Dataset records:
Segment Open
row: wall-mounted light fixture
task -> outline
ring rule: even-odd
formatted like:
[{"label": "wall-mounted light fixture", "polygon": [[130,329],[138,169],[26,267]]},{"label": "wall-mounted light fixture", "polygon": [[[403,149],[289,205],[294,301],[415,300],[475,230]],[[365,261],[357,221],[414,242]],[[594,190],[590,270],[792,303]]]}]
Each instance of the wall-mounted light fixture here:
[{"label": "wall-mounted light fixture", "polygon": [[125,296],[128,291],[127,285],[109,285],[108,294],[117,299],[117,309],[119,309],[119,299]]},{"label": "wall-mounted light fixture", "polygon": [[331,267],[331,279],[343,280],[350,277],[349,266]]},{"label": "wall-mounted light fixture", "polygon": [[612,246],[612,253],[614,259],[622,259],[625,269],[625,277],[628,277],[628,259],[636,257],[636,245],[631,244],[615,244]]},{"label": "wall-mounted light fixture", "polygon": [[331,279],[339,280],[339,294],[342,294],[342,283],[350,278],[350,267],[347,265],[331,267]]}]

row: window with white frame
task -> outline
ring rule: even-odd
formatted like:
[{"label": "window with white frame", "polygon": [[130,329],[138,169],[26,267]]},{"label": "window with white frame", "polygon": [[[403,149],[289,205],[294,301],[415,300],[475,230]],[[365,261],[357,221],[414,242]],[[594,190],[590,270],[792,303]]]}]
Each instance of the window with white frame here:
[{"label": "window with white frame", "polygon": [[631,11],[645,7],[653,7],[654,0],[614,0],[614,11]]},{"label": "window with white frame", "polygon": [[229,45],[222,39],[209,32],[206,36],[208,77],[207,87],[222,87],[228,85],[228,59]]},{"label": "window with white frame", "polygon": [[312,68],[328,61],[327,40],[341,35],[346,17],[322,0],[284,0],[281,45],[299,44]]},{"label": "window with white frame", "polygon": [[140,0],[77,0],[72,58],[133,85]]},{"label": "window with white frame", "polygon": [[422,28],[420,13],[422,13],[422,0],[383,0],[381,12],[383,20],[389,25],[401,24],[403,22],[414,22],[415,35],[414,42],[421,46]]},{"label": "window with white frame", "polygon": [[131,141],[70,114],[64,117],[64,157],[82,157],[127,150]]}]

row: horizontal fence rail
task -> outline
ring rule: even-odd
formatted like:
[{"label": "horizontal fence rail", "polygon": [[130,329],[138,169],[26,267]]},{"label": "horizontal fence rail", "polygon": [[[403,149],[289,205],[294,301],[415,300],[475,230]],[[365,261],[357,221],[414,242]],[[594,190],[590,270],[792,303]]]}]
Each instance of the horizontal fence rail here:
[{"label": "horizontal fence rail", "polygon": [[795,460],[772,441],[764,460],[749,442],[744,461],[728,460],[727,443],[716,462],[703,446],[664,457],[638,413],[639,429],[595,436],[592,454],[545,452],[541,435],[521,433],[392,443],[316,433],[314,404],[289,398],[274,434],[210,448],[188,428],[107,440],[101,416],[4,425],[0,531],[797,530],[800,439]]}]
Segment Closed
- BRIEF
Nothing in the records above may differ in your copy; retype them in full.

- RESULT OF THIS TASK
row: wall-mounted light fixture
task -> outline
ring rule: even-odd
formatted like:
[{"label": "wall-mounted light fixture", "polygon": [[130,329],[138,169],[26,267]]},{"label": "wall-mounted light fixture", "polygon": [[[403,149],[289,205],[294,301],[415,300],[475,230]],[[365,261],[357,221],[414,242]],[[594,190],[590,270],[792,303]]]}]
Each instance of the wall-mounted light fixture here:
[{"label": "wall-mounted light fixture", "polygon": [[125,296],[128,291],[127,285],[109,285],[108,294],[117,299],[117,309],[119,309],[119,299]]},{"label": "wall-mounted light fixture", "polygon": [[331,267],[331,279],[343,280],[350,277],[349,266]]},{"label": "wall-mounted light fixture", "polygon": [[612,246],[612,253],[614,259],[622,259],[625,269],[625,277],[628,277],[628,259],[636,257],[636,245],[631,244],[615,244]]},{"label": "wall-mounted light fixture", "polygon": [[331,279],[339,280],[339,294],[342,294],[342,283],[350,278],[350,267],[347,265],[331,267]]}]

row: window with white frame
task -> outline
ring rule: even-odd
formatted like:
[{"label": "window with white frame", "polygon": [[130,329],[138,169],[26,267]]},{"label": "window with white frame", "polygon": [[[403,149],[289,205],[294,301],[415,300],[475,230]],[[365,261],[357,221],[414,242]],[[594,190],[590,270],[792,303]]]}]
Each instance of the window with white frame here:
[{"label": "window with white frame", "polygon": [[631,11],[645,7],[653,7],[654,0],[614,0],[614,11]]},{"label": "window with white frame", "polygon": [[229,45],[222,39],[209,32],[206,36],[208,77],[207,87],[222,87],[228,85],[228,59]]},{"label": "window with white frame", "polygon": [[312,68],[328,61],[327,40],[341,35],[346,17],[322,0],[284,0],[281,45],[299,44]]},{"label": "window with white frame", "polygon": [[140,0],[77,0],[72,58],[133,85]]},{"label": "window with white frame", "polygon": [[422,28],[420,13],[422,13],[422,0],[383,0],[381,12],[383,20],[389,25],[401,24],[403,22],[414,22],[415,35],[414,42],[421,46]]},{"label": "window with white frame", "polygon": [[131,141],[70,114],[64,117],[64,157],[82,157],[127,150]]}]

row: horizontal fence rail
task -> outline
ring rule: even-odd
formatted like:
[{"label": "horizontal fence rail", "polygon": [[130,329],[138,169],[26,267]]},{"label": "horizontal fence rail", "polygon": [[[403,149],[289,205],[294,301],[415,300],[475,230]],[[365,261],[357,221],[414,242]],[[594,190],[590,270],[792,303]]]}]
Each instance of the horizontal fence rail here:
[{"label": "horizontal fence rail", "polygon": [[795,460],[772,441],[764,460],[749,442],[744,461],[728,460],[727,443],[716,462],[703,446],[664,457],[638,413],[639,429],[595,436],[592,454],[545,452],[541,435],[521,433],[392,443],[316,433],[314,404],[289,398],[274,434],[210,448],[188,428],[107,440],[101,416],[4,425],[0,531],[797,530],[800,439]]}]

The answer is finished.